YOUR GOAL | Convert each line of the data below into a JSON list of strings, one string per line, skipping blank lines. Leave the picture out of your answer.

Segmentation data
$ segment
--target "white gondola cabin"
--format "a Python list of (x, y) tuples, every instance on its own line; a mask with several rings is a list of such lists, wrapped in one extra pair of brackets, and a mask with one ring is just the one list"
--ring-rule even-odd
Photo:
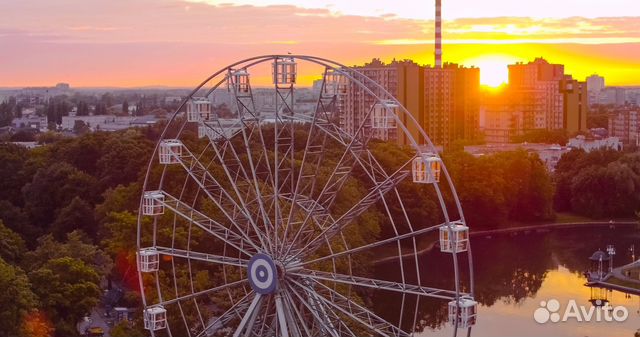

EXERCISE ANSWER |
[
  "$ segment",
  "--target \"white gondola cabin\"",
  "--format \"a Python list of (x, y) tuples, every instance on its own line; a mask with several rings is a list of such lists, wrapped in one extra pair of brackets, and a mask with one ring is just the one list\"",
  "--ring-rule even-odd",
  "Photo:"
]